Task description :: For this exercise, print all of the entries exactly as given.

Exercise data ::
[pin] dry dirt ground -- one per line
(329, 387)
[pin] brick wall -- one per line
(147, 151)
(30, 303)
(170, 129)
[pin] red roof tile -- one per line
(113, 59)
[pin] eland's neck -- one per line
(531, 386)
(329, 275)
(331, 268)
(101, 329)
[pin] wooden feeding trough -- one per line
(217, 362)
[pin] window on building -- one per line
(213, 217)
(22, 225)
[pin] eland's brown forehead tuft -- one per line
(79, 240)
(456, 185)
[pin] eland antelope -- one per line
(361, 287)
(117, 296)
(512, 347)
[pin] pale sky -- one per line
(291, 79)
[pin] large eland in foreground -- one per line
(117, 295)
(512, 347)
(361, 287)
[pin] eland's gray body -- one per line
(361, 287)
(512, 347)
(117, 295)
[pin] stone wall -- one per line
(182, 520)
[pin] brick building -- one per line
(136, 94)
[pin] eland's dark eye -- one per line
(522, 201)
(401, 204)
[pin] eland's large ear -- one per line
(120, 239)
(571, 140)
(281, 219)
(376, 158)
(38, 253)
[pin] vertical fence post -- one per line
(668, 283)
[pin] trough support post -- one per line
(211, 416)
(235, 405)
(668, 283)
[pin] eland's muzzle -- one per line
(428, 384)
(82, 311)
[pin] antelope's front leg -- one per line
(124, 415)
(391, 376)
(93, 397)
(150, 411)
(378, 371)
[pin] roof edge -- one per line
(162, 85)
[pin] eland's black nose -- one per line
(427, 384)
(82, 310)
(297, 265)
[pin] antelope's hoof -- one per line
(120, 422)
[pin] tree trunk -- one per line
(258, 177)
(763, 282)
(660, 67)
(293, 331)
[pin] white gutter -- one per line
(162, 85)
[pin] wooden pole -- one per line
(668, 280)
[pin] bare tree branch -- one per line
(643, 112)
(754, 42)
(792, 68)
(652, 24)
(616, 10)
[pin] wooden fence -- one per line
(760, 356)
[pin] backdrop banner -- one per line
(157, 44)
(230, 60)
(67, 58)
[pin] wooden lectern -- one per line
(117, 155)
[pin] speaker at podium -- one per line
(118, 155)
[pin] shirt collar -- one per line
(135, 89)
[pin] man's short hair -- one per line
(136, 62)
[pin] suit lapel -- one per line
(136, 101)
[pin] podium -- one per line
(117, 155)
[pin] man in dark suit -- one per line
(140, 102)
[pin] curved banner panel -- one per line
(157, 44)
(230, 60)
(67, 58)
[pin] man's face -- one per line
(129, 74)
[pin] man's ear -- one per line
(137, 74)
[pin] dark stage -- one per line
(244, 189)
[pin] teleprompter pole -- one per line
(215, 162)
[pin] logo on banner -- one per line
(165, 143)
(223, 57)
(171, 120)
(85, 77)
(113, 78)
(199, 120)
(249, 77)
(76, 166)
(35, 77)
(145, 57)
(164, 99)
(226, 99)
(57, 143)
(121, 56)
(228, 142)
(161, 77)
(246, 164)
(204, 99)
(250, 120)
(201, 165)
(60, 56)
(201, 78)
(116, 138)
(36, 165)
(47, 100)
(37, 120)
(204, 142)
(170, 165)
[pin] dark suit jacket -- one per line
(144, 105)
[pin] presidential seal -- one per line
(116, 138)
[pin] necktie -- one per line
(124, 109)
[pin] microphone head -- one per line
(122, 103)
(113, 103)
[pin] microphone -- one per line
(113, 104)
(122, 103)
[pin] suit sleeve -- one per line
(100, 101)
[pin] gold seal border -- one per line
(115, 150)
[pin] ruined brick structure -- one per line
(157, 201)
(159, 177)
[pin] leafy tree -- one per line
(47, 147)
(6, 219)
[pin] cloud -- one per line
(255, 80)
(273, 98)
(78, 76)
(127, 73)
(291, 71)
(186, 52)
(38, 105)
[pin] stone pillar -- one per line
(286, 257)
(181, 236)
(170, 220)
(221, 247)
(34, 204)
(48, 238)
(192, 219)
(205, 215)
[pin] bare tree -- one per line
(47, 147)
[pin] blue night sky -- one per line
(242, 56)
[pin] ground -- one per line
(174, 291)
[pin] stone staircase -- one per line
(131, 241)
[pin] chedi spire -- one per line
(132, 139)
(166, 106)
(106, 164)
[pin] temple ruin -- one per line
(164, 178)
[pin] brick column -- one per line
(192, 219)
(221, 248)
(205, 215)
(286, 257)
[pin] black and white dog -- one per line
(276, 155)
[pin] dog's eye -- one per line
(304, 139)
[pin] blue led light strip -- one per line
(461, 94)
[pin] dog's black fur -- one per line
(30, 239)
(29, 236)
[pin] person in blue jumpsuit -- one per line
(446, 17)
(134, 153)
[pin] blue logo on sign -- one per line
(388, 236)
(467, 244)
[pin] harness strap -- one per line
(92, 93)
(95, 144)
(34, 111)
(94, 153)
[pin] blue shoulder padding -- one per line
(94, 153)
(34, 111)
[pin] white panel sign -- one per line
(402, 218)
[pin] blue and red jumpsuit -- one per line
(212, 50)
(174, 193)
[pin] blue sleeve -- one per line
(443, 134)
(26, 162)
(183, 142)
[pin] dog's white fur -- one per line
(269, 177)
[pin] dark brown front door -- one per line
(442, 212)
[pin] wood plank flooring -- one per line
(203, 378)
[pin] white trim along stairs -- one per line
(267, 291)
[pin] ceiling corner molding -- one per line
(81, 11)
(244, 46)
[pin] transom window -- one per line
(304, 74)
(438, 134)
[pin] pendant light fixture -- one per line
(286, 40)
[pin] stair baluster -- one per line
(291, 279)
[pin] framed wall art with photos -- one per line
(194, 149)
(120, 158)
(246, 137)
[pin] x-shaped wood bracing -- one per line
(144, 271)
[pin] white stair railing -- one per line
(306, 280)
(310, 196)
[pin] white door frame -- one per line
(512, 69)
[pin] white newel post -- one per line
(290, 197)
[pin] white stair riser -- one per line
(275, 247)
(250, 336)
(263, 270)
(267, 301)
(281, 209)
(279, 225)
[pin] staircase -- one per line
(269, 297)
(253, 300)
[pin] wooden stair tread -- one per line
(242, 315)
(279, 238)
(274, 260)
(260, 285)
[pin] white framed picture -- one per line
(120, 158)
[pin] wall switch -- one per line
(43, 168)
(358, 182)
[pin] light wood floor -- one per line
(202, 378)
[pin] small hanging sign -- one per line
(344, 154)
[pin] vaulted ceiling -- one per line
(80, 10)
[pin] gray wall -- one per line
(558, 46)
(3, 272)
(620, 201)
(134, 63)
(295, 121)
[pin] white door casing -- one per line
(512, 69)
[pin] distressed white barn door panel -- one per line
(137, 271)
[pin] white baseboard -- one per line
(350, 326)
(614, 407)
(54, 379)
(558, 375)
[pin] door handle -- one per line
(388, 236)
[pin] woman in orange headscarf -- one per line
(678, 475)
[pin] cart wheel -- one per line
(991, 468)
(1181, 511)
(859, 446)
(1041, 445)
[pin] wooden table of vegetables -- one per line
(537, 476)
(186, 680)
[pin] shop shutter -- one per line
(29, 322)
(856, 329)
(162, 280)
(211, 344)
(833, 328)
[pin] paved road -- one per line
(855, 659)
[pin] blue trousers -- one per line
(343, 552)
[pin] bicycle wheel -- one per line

Answer to the problem ::
[pin] dry dirt ground -- one per line
(329, 387)
[pin] brick wall -- one per line
(147, 151)
(30, 303)
(170, 129)
[pin] red roof tile -- one per line
(113, 59)
[pin] eland's neck -- one per line
(531, 386)
(329, 275)
(331, 268)
(101, 329)
[pin] wooden feeding trough -- one per line
(217, 362)
[pin] window on building -- one per line
(213, 217)
(22, 225)
[pin] eland's brown forehead tuft -- one per line
(79, 240)
(456, 185)
[pin] eland antelope -- one per line
(361, 287)
(117, 296)
(512, 347)
[pin] pale sky -- one per line
(291, 79)
[pin] large eland in foreground -- one per line
(117, 295)
(512, 347)
(361, 287)
[pin] eland's gray body -- one per line
(361, 287)
(512, 347)
(117, 295)
[pin] stone wall -- one per line
(182, 520)
[pin] brick building -- one per line
(136, 94)
[pin] eland's dark eye -- one per line
(522, 201)
(401, 204)
[pin] eland's large ear -- one per line
(120, 239)
(571, 140)
(281, 219)
(376, 158)
(38, 253)
[pin] vertical fence post -- one per line
(668, 283)
[pin] trough support post -- one per line
(211, 416)
(235, 405)
(668, 283)
[pin] eland's muzzle -- one per line
(428, 384)
(82, 311)
[pin] antelope's front leg -- one per line
(124, 415)
(391, 376)
(93, 397)
(150, 411)
(378, 371)
[pin] roof edge -- one per line
(162, 85)
[pin] eland's black nose -- one per line
(427, 384)
(82, 310)
(297, 265)
[pin] antelope's hoof -- one per line
(120, 422)
[pin] tree trunk -- one per line
(258, 177)
(763, 282)
(660, 67)
(293, 331)
[pin] white gutter -- one per line
(162, 85)
[pin] wooden pole -- one per line
(668, 280)
[pin] bare tree branch -- one per line
(643, 112)
(754, 42)
(792, 68)
(652, 24)
(616, 10)
[pin] wooden fence -- one per line
(760, 356)
[pin] backdrop banner -- one per line
(157, 44)
(230, 60)
(67, 58)
[pin] wooden lectern -- one per line
(117, 155)
[pin] speaker at podium -- one per line
(118, 155)
[pin] shirt collar -- one per line
(135, 89)
[pin] man's short hair -- one per line
(136, 62)
[pin] suit lapel -- one per line
(136, 101)
[pin] podium -- one per line
(117, 155)
[pin] man in dark suit -- one per line
(140, 102)
[pin] curved banner panel -- one per line
(157, 44)
(230, 60)
(67, 58)
[pin] man's face -- one per line
(129, 74)
[pin] man's ear -- one per line
(137, 74)
[pin] dark stage -- one per line
(244, 189)
[pin] teleprompter pole -- one per line
(215, 162)
[pin] logo on banner -- one per line
(165, 143)
(223, 57)
(171, 120)
(85, 77)
(113, 78)
(199, 120)
(249, 77)
(76, 166)
(35, 77)
(145, 57)
(164, 99)
(226, 99)
(57, 143)
(121, 56)
(228, 142)
(161, 77)
(246, 164)
(204, 99)
(250, 120)
(201, 165)
(60, 56)
(201, 78)
(116, 138)
(36, 165)
(47, 100)
(37, 120)
(204, 142)
(170, 165)
[pin] dark suit jacket -- one per line
(144, 105)
[pin] presidential seal -- one per line
(116, 138)
[pin] necktie -- one per line
(124, 109)
[pin] microphone head -- one per line
(122, 103)
(113, 103)
[pin] microphone -- one per line
(113, 104)
(122, 103)
[pin] suit sleeve -- one per line
(100, 101)
[pin] gold seal border -- one per line
(115, 150)
[pin] ruined brick structure -- one per line
(157, 201)
(159, 177)
[pin] leafy tree -- one per line
(47, 147)
(6, 219)
[pin] cloud -- one per line
(255, 80)
(273, 98)
(78, 76)
(127, 73)
(291, 71)
(186, 52)
(38, 105)
[pin] stone pillar -- one per line
(286, 257)
(181, 236)
(170, 220)
(221, 247)
(34, 204)
(48, 238)
(192, 219)
(205, 215)
[pin] bare tree -- one per line
(47, 147)
[pin] blue night sky -- one per line
(242, 56)
[pin] ground -- one per line
(174, 291)
[pin] stone staircase -- one per line
(131, 241)
[pin] chedi spire -- one per line
(132, 139)
(166, 106)
(106, 164)
[pin] temple ruin -- one per line
(164, 178)
[pin] brick column -- one per line
(192, 219)
(221, 248)
(205, 215)
(286, 257)
[pin] black and white dog -- one per line
(276, 155)
[pin] dog's eye -- one per line
(304, 139)
[pin] blue led light strip -- one per line
(461, 94)
[pin] dog's black fur -- one per line
(30, 239)
(29, 236)
[pin] person in blue jumpsuit -- one per line
(446, 17)
(134, 153)
[pin] blue logo on sign -- one per line
(388, 236)
(467, 244)
[pin] harness strap -- one per line
(92, 93)
(95, 144)
(34, 111)
(94, 153)
[pin] blue shoulder padding -- one per line
(94, 153)
(34, 111)
[pin] white panel sign -- one per line
(402, 218)
[pin] blue and red jumpsuit -- one per line
(212, 50)
(174, 193)
[pin] blue sleeve -- one per line
(443, 134)
(26, 162)
(183, 142)
[pin] dog's white fur -- one per line
(269, 177)
[pin] dark brown front door -- one per line
(442, 212)
[pin] wood plank flooring -- one per line
(203, 378)
[pin] white trim along stairs -- one per line
(267, 291)
[pin] ceiling corner molding -- one per line
(81, 11)
(244, 46)
[pin] transom window -- one per line
(304, 74)
(438, 134)
[pin] pendant light fixture -- one per line
(286, 40)
[pin] stair baluster -- one per line
(291, 279)
[pin] framed wall art with photos -- one per line
(194, 149)
(120, 158)
(246, 137)
[pin] x-shaped wood bracing -- one per line
(144, 271)
[pin] white stair railing -- one per line
(306, 280)
(310, 196)
[pin] white door frame -- one per line
(512, 69)
[pin] white newel post -- one per line
(290, 197)
[pin] white stair riser -- one per line
(275, 247)
(250, 336)
(263, 270)
(267, 301)
(281, 209)
(279, 225)
[pin] staircase -- one per line
(269, 297)
(253, 300)
[pin] wooden stair tread -- one per line
(242, 315)
(279, 238)
(274, 260)
(260, 285)
[pin] white framed picture -- one per line
(120, 158)
[pin] wall switch -- one per line
(43, 168)
(358, 182)
[pin] light wood floor -- one per line
(202, 378)
[pin] small hanging sign -- one per line
(344, 154)
[pin] vaulted ceiling -- one per line
(80, 10)
[pin] gray wall -- one per line
(558, 46)
(3, 272)
(620, 201)
(134, 63)
(295, 121)
[pin] white door casing -- one per line
(512, 69)
[pin] distressed white barn door panel -- one per line
(137, 271)
[pin] white baseboard -- one per line
(350, 326)
(614, 407)
(54, 379)
(558, 375)
[pin] door handle -- one per line
(388, 236)
[pin] woman in orange headscarf -- one per line
(678, 475)
[pin] cart wheel -- one per line
(991, 468)
(1181, 511)
(859, 446)
(1041, 445)
[pin] wooden table of vegetables -- one per line
(537, 476)
(186, 680)
[pin] shop shutter -- one per line
(29, 322)
(856, 329)
(162, 280)
(211, 344)
(833, 328)
[pin] paved road -- one per line
(855, 659)
[pin] blue trousers -- one per line
(343, 552)
[pin] bicycle wheel -- one per line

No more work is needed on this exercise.